> _INSTRUCTIONS_
a) Reproduce the part of the court opinion that opens with the words containing "Decision Date14 May" and closes with "Noyes, for plaintiff.".
b) According to the court opinion, when did the plaintiff fall on the step?
c) Please carry the court opinion forward from its last sentence.

> _TEXT TO READ_
Shute v. Bills

Decision Date14 May 1906
PartiesSHUTE v. BILLS et al.
CourtUnited States State Supreme Judicial Court of Massachusetts Supreme Court
COUNSEL

Frank H. Noyes, for plaintiff.

Frank N. Nay and Leon M. Abbott, for defendants.

OPINION

SHELDON J.

The plaintiff with her husband and mother occupied a one-family dwelling house owned by the defendants and situated in Roxbury, the house being hired by her mother under a verbal arrangement with the defendants' agent. Early in the morning of Sunday, December 8, 1901, while she was leaving the house by the front door, she slipped upon the top step fell and was injured. It had snowed shortly before, and the jury might have found that her fall was due to water having dripped during the day from a leak in a gutter overhead and frozen after sunset, leaving a thin skimming of ice upon the step. She claims to hold the defendants for her injuries, on the ground that this leak in the gutter constituted a concealed defect existing at the time when the defendants let the house, which they then knew or should have known, but of which they gave no information either to the plaintiff or to her mother, the tenant; and also on the ground that on its discovery after occupancy had begun the defendants' agent was notified and requested to repair it, but neglected so to do, although bound to make such repairs by express press contract and also by contract implied from a general custom by which they were bound to keep the roof and gutter in repair; and also upon the ground that the roof and gutter did not pass by the contract of letting but remained in the control of the defendants; and that having undertaken to repair, the defendants repaired the roof and gutter in a negligent manner.

> _GIVEN MATERIAL_
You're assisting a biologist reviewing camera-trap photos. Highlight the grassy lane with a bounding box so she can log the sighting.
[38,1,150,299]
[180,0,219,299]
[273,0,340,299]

> _RESPONSES PER TASK_
a)
Decision Date14 May 1906
PartiesSHUTE v. BILLS et al.
CourtUnited States State Supreme Judicial Court of Massachusetts Supreme Court
COUNSEL

Frank H. Noyes, for plaintiff.

b) Early in the morning of Sunday, December 8, 1901.

c)
1. Assuming without deciding that there was a leak in the gutter which might have been found to be a hidden defect, there was absolutely no evidence that its existence was known or ought to have been known before the letting to the defendants. But to sustain the action upon this ground it must appear that the defendant either knew or ought to have known of the existing danger. Martin v. Richards, 155 Mass. 381, 29 N.E. 591; Cutter v. Hamlen, 147 Mass. 471, 18 N.E. 397, 1 L. R. A. 429; Cowen v. Sunderland, 145 Mass. 363, 14 N.E. 117, 1 Am. St. Rep. 469; Bowe v. Hunking, 135 Mass. 381, 46 Am. Rep. 471; Minor v. Sharon, 112 Mass. 477, 17 Am. Rep. 122. Even if the landlord should discover such a defect after the beginning of the tenancy, he is under no obligation to communicate it to the tenant. Bertie v. Flagg, 161 Mass. 504, 37 N.E. 572. The action cannot be maintained upon this ground.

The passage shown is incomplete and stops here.